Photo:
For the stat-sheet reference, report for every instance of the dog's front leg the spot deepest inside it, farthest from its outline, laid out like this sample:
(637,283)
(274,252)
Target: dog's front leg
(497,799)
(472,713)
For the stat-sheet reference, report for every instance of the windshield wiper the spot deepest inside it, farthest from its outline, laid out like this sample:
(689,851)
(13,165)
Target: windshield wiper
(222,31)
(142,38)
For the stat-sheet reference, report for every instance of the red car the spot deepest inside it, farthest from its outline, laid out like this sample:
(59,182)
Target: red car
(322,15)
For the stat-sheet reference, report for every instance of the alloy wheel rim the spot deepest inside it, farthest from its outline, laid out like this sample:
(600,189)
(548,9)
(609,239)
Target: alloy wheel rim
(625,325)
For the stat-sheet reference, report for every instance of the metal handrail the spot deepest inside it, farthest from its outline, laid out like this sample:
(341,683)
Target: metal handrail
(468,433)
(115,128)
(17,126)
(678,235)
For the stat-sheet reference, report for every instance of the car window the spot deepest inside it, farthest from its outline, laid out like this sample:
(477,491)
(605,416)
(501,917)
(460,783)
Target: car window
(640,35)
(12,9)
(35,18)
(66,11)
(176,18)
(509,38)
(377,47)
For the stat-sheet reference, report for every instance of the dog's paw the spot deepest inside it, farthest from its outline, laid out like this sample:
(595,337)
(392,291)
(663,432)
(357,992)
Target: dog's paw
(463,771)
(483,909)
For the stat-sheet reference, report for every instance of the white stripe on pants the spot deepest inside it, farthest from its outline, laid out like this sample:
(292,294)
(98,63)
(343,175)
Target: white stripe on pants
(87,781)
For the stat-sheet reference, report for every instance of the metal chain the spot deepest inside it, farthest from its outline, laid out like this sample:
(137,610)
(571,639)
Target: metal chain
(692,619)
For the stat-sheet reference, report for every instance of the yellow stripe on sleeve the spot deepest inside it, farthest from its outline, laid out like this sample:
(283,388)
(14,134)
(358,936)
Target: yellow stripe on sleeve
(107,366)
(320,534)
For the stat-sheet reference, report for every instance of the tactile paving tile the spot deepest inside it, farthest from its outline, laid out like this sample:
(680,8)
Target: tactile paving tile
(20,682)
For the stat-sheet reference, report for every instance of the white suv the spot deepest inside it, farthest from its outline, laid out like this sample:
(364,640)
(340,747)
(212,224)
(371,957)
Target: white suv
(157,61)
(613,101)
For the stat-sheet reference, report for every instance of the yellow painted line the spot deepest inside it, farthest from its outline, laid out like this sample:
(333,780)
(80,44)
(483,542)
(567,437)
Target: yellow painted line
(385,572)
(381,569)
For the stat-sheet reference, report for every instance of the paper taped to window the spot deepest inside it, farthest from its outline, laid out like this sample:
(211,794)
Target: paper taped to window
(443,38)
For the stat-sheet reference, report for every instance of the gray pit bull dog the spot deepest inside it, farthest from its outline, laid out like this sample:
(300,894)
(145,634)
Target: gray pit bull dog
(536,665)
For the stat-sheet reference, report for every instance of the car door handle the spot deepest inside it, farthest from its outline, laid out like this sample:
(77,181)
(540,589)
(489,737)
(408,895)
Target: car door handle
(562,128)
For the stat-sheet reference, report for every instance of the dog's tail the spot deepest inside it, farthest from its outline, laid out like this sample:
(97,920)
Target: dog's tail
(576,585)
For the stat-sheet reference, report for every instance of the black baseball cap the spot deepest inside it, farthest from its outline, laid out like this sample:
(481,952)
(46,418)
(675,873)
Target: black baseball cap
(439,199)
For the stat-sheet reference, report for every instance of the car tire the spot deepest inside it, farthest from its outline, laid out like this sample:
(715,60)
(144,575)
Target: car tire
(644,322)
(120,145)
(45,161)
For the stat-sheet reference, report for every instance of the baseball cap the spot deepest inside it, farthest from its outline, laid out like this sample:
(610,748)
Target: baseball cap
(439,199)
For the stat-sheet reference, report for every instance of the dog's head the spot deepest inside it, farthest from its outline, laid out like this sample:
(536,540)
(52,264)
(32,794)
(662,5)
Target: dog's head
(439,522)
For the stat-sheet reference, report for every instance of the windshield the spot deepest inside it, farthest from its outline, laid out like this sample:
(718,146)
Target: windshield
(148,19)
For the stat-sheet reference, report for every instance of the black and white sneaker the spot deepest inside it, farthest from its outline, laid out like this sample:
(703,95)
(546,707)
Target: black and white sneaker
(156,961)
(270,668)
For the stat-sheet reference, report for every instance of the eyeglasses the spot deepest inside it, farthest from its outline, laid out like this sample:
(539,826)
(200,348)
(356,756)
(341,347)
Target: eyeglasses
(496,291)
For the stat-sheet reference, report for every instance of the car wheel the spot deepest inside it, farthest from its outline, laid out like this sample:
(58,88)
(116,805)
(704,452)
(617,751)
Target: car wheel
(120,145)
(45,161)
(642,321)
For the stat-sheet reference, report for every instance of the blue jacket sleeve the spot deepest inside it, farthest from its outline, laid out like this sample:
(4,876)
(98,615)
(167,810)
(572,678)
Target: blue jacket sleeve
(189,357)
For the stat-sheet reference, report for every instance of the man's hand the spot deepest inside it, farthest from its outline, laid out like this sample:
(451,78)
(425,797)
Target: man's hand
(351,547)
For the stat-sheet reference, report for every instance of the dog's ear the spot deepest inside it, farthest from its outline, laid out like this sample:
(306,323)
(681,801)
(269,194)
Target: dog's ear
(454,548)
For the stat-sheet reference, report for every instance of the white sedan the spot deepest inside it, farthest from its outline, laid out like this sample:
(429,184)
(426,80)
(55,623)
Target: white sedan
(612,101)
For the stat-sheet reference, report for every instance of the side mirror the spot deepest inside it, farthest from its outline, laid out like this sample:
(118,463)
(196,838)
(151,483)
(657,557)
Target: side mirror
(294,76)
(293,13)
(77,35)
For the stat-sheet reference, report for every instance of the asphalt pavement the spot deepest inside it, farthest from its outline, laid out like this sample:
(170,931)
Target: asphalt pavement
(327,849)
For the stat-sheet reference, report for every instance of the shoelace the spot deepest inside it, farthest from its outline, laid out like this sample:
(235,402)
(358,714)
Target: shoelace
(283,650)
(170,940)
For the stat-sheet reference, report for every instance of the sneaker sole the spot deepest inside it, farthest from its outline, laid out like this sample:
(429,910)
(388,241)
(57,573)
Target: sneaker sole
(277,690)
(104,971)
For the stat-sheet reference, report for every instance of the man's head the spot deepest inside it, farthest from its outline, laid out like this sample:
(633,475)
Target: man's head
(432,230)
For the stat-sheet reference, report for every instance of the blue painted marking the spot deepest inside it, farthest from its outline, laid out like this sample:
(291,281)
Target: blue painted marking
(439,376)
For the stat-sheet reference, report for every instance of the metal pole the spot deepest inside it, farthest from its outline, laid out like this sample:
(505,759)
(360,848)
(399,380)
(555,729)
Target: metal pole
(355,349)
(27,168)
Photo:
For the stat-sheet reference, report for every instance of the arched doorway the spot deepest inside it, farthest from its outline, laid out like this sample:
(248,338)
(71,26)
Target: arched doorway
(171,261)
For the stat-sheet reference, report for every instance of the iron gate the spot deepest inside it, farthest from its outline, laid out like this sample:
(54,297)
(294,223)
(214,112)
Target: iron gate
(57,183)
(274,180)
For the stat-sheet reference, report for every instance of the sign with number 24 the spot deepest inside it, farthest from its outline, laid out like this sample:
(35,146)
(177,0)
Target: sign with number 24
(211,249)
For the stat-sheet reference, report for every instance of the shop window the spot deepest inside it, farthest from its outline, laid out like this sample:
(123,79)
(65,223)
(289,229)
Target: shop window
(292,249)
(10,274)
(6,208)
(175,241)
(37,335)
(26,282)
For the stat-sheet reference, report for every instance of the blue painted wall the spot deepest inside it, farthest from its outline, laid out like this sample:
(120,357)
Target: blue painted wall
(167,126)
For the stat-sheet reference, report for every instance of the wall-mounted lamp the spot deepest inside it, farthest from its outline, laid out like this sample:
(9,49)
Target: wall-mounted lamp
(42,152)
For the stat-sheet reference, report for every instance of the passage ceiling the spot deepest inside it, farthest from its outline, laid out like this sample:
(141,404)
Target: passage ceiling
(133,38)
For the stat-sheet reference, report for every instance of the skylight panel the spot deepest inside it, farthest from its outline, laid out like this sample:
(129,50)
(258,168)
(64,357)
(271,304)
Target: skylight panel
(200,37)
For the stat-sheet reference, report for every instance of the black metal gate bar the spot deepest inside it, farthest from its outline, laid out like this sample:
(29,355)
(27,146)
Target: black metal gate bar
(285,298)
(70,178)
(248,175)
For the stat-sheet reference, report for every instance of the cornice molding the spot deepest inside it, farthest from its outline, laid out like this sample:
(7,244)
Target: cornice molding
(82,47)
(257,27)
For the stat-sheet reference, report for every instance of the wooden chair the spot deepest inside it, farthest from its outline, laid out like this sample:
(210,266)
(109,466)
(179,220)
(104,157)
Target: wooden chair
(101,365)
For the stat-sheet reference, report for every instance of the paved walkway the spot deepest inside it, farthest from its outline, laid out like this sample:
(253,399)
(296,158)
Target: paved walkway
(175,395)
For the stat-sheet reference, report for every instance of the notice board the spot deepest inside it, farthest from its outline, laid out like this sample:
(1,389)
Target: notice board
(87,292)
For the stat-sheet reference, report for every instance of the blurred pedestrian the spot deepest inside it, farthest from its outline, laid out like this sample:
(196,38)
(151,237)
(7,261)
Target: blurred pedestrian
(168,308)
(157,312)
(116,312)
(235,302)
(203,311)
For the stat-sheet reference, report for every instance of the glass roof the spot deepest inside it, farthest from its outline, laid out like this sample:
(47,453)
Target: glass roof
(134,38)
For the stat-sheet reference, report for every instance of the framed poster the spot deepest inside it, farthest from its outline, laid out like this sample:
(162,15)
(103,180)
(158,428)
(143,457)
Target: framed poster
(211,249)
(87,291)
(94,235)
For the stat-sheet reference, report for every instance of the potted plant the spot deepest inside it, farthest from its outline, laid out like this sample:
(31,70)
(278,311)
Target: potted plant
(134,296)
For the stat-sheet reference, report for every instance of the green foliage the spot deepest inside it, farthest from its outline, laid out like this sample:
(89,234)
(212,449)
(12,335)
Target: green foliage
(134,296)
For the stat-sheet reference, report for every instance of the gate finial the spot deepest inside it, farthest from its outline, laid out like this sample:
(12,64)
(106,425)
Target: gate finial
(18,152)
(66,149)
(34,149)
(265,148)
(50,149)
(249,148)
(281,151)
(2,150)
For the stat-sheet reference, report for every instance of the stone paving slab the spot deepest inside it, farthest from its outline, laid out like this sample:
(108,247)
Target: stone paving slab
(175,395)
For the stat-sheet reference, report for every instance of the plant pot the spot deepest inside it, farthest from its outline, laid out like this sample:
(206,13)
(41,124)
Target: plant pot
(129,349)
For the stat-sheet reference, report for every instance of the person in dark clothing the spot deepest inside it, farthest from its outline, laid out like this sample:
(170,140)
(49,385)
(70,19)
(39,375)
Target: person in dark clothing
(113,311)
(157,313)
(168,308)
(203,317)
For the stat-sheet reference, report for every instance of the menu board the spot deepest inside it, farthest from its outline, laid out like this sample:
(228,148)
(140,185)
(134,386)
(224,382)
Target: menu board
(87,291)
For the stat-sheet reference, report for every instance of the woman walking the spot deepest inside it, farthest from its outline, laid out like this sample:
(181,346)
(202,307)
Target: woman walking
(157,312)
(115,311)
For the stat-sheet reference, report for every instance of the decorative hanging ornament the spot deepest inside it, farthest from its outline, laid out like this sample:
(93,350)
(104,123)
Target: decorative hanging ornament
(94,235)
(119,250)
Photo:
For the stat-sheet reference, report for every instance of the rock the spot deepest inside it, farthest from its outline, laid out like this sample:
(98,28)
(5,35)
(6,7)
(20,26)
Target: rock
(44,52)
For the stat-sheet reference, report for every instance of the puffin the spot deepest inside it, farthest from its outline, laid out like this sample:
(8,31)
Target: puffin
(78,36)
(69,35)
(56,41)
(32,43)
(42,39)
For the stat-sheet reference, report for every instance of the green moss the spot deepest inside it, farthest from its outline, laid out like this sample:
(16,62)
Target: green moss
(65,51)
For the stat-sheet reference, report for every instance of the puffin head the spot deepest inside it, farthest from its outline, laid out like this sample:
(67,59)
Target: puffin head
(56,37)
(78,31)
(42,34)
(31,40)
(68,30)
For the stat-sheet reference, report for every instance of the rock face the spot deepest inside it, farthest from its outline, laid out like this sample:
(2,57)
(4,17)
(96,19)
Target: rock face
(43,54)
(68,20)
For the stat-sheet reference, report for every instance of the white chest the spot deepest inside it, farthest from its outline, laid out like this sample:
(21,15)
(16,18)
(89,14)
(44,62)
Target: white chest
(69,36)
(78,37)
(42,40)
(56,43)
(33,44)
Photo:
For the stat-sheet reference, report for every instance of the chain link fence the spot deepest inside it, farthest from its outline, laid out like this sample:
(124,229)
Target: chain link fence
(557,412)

= = = =

Written task: Change every "spot" to "point" in the entries from the line with "the rock face" up to and including the last line of the entries, and reproduce only those lines with everything else unchanged.

Task answer:
For the stat-sheet reference, report for every instance of the rock face the point deepest inside it, farthest from its outline, laid out like this sample:
(2,57)
(4,17)
(96,19)
Target: rock face
(43,54)
(68,20)
For the stat-sheet reference, report for every instance of the white chest the point deepest inside it, farthest from its outline, laid out like this sample:
(21,15)
(16,18)
(89,14)
(44,62)
Target: white chest
(69,36)
(78,37)
(42,40)
(56,43)
(33,44)
Photo:
For the stat-sheet reference, report for every instance of the chain link fence the point deepest inside it, farthest from its outline, laid out like this sample:
(124,229)
Target: chain link fence
(557,412)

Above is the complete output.